CONSEGNA: Estrai dall'articolo sullo spread il brano che si apre con le parole contenenti "Come se non" e si chiude con "della bassa crescita.", riportandolo senza alcuna modifica.

1 Dicembre 2018 - di Luca Ricolfi

EconomiaPolitica

Nel medio periodo i mercati finanziari valutano i conti pubblici di un paese in base ai suoi fondamentali, nel breve periodo, invece, nella valutazione dei mercati, quella che determina il famigerato spread, entrano anche molteplici fattori di natura politica, psicologica, congiunturale.

In questo momento, nella zona Euro, tutti i paesi sono giudicati dai mercati grosso modo in linea con i loro fondamentali, con una sola eccezione: l’Italia. In Italia lo spread è pari a 300 punti base, ma di questi 300 punti solo la metà circa è attribuibile allo stato dei nostri fondamentali. In concreto vuol dire: se i mercati non fossero influenzati da fattori anomali, lo spread sarebbe prossimo a 150 punti, e tutti vivremmo sonni più tranquilli.

Come se non bastasse, a questa cattiva disposizione (posso chiamarla così?) dei mercati si addiziona la pessima disposizione delle autorità europee, che minacciano l’avvio di una proceduta di infrazione verso l’Italia, colpevole di aver presentato una manovra di bilancio che viola le regole di Bruxelles.

E’ in questo clima che, molto timidamente e in modo volutamente ambiguo, il governo si appresta a modificare (o “rimodulare”, come si dice quando si vuole dire e non dire) la manovra economica con cui intende far uscire l’Italia dalle secche della bassa crescita.

E’ opportuno mettere mano a una sostanziosa correzione della manovra?

Io penso di sì, ma ritengo anche che una tale correzione non dovrebbe preoccuparsi tanto di salvare la faccia alle autorità europee, quanto di riportare i mercati alla ragione, ossia a valutare l’Italia per quel che sono i suoi fondamentali. Provo a dire perché.

Primo. Il vero danno all’Italia non verrà dalle sanzioni europee, ma è già venuto dall’aumento dello spread. Se non ce ne siamo ancora accorti granché è solo perché gli effetti negativi generali si vedranno fra un anno circa, ossia quando gli interessi sui prestiti e sui mutui cominceranno a strangolare famiglie e imprese, mentre gli effetti negativi immediati hanno finora colpito “solo” (si fa per dire) 1 risparmiatore su 4, ossia i possessori di ricchezza finanziaria sensibile (azioni, obbligazioni, titoli di stato). E’ facile prevedere che se, fra qualche mese, le perdite virtuali dei risparmiatori italiani (circa 200 miliardi di euro dalla data delle elezioni) non dovessero essere recuperate grazie a un calo dello spread e un recupero della borsa, assisteremo al progressivo consolidarsi del partito del “I want my money back”, ovvero “rivoglio i miei soldi indietro”, secondo la famosa rivendicazione di Margareth Thatcher (verso l’Europa).

DATI FORNITI:
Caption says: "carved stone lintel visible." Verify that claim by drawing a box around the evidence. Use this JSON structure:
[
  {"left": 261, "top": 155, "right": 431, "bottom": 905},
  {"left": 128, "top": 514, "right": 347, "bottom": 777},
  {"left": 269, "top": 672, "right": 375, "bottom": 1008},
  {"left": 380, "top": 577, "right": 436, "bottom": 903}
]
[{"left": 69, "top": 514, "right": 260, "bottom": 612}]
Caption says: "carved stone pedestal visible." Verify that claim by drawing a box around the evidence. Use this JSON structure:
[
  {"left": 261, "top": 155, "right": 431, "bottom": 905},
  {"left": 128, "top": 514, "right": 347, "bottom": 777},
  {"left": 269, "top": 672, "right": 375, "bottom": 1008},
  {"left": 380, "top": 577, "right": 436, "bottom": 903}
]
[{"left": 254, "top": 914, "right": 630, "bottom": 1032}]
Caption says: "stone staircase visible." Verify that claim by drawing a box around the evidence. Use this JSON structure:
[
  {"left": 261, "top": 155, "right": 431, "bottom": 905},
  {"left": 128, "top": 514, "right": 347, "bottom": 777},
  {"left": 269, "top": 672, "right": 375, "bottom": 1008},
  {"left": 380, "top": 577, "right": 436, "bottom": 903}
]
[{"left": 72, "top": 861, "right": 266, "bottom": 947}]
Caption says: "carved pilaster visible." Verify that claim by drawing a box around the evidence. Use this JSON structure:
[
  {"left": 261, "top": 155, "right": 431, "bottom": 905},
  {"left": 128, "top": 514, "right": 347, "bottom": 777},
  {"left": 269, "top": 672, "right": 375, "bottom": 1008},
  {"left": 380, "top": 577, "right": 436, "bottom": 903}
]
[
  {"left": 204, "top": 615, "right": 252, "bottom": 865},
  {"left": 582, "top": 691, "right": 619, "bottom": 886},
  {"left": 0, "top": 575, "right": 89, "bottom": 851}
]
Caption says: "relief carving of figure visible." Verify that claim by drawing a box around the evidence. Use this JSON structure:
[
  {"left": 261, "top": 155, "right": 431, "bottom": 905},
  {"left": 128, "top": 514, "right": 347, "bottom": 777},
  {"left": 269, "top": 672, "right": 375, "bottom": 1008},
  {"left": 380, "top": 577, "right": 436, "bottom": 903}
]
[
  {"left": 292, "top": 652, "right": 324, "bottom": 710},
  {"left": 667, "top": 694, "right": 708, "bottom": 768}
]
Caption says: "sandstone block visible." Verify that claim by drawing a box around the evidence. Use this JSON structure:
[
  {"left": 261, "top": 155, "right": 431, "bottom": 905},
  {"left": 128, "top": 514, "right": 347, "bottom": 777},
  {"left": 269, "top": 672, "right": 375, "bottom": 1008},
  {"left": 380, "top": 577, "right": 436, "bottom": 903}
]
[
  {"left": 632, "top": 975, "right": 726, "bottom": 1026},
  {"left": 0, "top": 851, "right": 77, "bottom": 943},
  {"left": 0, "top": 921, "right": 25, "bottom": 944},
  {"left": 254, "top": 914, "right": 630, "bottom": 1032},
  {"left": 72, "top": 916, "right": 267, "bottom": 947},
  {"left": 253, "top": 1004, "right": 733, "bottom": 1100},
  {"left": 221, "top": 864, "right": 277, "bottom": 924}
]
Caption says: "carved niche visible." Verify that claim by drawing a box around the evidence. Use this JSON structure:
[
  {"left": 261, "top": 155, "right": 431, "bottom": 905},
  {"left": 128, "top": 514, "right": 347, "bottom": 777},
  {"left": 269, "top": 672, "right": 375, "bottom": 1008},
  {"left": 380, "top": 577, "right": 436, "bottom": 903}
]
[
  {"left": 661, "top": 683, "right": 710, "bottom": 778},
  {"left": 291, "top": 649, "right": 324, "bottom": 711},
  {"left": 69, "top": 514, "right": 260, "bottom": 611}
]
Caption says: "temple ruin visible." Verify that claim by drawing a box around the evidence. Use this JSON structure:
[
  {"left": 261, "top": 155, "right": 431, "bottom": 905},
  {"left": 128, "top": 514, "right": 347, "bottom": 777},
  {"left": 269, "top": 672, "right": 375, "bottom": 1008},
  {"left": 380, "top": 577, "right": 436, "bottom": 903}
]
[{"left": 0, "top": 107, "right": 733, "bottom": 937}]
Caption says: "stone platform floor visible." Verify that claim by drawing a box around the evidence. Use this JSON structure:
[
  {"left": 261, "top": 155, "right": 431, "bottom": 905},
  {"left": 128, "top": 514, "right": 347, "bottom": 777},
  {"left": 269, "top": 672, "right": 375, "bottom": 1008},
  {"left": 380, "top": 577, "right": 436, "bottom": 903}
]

SOLUZIONE:
Come se non bastasse, a questa cattiva disposizione (posso chiamarla così?) dei mercati si addiziona la pessima disposizione delle autorità europee, che minacciano l’avvio di una proceduta di infrazione verso l’Italia, colpevole di aver presentato una manovra di bilancio che viola le regole di Bruxelles.

E’ in questo clima che, molto timidamente e in modo volutamente ambiguo, il governo si appresta a modificare (o “rimodulare”, come si dice quando si vuole dire e non dire) la manovra economica con cui intende far uscire l’Italia dalle secche della bassa crescita.